Prompt → Starting with the line that contains "Question. Put a dot on every instance of the double", write out each line through the end of the listing, unchanged. Output nothing else.

#### Records shown ####

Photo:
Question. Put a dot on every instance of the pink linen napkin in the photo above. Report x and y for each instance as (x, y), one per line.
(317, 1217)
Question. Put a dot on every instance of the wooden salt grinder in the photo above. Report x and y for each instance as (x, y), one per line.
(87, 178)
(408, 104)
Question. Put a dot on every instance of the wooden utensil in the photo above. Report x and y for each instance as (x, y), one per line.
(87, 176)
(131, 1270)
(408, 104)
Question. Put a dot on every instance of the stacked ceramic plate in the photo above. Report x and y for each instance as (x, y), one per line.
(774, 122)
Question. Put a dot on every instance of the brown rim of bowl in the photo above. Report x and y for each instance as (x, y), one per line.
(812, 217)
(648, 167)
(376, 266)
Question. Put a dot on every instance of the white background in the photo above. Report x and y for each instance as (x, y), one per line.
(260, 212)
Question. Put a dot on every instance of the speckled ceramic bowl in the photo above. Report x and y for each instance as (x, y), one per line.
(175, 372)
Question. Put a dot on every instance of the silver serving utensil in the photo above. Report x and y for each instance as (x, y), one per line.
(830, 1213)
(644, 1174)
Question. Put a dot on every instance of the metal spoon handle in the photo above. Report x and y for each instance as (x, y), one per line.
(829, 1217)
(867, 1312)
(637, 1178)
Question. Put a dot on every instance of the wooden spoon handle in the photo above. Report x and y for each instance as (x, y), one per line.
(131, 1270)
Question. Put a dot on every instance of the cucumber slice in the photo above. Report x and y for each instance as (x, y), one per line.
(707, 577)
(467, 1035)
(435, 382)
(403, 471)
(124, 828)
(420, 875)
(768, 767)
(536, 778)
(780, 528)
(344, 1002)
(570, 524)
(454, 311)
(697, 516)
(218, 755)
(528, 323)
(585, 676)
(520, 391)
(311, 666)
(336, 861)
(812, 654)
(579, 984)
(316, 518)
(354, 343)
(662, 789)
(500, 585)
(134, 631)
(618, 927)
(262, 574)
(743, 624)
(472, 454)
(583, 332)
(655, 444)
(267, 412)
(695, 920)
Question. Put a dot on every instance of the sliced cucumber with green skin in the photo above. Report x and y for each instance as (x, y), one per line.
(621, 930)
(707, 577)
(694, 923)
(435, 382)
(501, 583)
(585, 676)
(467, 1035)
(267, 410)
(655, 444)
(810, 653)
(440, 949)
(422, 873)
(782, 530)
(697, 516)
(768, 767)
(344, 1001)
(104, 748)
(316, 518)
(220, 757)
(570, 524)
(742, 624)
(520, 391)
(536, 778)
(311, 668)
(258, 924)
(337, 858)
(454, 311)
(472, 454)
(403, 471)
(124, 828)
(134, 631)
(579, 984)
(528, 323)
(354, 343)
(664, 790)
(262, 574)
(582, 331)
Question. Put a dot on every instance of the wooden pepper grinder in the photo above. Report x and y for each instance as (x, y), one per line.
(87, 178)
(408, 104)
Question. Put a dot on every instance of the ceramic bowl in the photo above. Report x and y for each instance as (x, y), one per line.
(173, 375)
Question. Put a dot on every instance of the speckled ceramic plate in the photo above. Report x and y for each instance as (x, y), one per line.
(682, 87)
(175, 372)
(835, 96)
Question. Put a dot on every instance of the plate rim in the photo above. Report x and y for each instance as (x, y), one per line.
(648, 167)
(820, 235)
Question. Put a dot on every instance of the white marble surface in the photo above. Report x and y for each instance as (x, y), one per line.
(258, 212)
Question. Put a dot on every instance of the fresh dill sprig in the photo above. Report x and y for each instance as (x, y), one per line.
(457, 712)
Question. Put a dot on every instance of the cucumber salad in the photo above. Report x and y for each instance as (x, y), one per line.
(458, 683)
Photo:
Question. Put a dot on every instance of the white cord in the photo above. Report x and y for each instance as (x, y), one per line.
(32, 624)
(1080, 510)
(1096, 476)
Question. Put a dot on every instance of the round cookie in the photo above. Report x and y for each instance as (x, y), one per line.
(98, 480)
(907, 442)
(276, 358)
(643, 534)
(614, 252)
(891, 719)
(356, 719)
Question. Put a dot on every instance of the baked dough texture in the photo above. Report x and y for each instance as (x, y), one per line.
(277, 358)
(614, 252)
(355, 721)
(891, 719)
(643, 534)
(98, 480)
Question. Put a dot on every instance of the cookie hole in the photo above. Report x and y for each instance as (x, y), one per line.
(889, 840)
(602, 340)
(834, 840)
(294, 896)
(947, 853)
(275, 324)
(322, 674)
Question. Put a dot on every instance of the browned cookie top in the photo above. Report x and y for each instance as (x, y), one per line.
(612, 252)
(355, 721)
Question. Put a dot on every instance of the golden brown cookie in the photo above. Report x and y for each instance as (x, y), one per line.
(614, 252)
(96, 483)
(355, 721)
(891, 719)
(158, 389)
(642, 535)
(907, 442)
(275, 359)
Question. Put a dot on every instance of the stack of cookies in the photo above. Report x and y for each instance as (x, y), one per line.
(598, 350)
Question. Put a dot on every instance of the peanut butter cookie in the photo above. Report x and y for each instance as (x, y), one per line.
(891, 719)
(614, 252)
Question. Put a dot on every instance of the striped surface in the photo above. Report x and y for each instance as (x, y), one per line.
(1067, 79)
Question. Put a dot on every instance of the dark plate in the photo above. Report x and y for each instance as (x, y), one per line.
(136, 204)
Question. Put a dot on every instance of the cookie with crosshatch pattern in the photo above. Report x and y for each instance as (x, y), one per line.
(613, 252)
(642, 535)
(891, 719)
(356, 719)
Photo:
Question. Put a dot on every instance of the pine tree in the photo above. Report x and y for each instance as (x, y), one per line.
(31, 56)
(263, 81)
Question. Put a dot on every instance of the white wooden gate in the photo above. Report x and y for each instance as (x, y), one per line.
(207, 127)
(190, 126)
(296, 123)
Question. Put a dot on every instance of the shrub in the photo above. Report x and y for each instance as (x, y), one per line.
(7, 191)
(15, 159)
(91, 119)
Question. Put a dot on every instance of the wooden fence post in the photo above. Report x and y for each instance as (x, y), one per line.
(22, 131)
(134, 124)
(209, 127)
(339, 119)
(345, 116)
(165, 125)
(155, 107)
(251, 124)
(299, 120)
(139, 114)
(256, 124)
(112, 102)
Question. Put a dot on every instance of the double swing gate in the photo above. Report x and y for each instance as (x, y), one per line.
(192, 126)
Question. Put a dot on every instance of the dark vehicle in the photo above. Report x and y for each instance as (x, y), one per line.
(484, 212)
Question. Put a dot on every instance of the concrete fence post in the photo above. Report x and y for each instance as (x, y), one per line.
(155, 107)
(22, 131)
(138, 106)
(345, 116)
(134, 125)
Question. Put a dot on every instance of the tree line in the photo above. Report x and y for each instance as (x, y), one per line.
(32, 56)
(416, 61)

####

Answer →
Question. Put a dot on every instance of the double swing gate in the photo above. Report x and y for each instance as (x, y), one per line.
(192, 126)
Question. Put a dot on every instance of the dark vehicle in the photo above. Report x and y for each instance as (x, y), one per line.
(484, 212)
Question. Put a dot on every instance of the concrete fence post in the photo above. Report x and y for each instance as (x, y), one per line.
(155, 107)
(22, 131)
(138, 106)
(345, 116)
(134, 125)
Question. Put a dot on every instance of the tree line in the photo above. Report x and y for each instance as (x, y), one per line.
(32, 56)
(416, 61)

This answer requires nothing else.